_Excerpt provided:_
/---

I just read some research that confirmed what I suspected for years. Even though students in Generation Z (those growing up in the 21st century) desire to “make the world a better place,” volunteering is down, not up. Yes—you read that correctly.  Here is a quick summary of the findings from Education Week:

  • A recent study by the University of Maryland’s Do Good Institute indicates that though nearly half of incoming college freshmen surveyed wanted to become leaders in their communities and 80% indicate a desire to help others, volunteerism and charitable giving among high school students has declined since 2005.
  • Though 11 states require students to be involved in service learning projects, there appears to be little correlation between state policy requirements and the true rate of volunteerism; in fact, some earlier studies suggest that high school students who are required to volunteer are less likely to do so.
  • The study suggests that schools may benefit from more intergenerational activities as teens whose parents volunteer were more likely to volunteer as well. Volunteerism among parents, however, has declined as well.

Jessie is a vivid example of these findings. She is a busy rising freshman in college, who told me she wants to major in international business, so she can help people who live in developing nations. Her motives, she added, were altruistic.

So, does she plan to volunteer this year, helping needy people nearby?

Nope.

Jessie performed community service projects in high school, but mostly to “pad” her transcript so she could get into a good college. Now that she’s made it, she’ll be too busy getting good grades and “rushing” a sorority.

\---

_What you have to do:_
Using the excerpt on student volunteering, answer each question.
(a) Since what year have volunteerism and charitable giving among high school students declined?
(b) How many states require students to take part in service learning projects?
(c) What does Jessie want to major in?

_Record excerpts:_

/---

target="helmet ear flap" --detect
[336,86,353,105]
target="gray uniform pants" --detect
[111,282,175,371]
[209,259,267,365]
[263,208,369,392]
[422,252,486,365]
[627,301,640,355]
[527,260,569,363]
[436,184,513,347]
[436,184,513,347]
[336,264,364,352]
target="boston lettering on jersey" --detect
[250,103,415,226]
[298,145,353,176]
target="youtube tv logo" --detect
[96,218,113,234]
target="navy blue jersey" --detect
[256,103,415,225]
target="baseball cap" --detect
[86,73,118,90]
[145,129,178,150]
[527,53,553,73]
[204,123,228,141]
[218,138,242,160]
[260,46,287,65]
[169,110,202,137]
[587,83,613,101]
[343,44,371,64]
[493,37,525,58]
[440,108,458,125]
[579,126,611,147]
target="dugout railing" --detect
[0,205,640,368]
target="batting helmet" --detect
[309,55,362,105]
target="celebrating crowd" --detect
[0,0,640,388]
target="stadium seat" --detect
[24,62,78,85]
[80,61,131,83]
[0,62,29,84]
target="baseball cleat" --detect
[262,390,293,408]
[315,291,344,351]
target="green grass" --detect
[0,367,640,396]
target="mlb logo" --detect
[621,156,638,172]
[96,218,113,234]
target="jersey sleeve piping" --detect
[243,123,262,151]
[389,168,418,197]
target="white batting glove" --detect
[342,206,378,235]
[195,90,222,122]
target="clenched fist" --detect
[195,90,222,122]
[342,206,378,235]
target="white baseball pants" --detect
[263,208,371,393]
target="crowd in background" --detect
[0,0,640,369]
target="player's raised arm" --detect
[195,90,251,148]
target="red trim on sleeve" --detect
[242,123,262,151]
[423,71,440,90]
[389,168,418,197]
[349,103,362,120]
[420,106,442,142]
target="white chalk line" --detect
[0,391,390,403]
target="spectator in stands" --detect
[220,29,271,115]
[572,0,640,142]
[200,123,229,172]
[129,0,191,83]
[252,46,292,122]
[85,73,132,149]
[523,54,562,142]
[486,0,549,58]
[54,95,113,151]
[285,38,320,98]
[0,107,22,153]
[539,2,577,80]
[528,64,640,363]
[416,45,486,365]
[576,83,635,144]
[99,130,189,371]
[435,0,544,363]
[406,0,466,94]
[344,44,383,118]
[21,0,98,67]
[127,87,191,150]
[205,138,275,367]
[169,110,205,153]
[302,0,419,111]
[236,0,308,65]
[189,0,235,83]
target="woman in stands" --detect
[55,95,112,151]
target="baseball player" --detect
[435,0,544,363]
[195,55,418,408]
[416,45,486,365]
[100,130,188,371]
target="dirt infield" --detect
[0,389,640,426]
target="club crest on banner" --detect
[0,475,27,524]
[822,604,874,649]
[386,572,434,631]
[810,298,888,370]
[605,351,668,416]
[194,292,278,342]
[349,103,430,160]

\---

_Task response:_
(a) 2005
(b) 11
(c) International business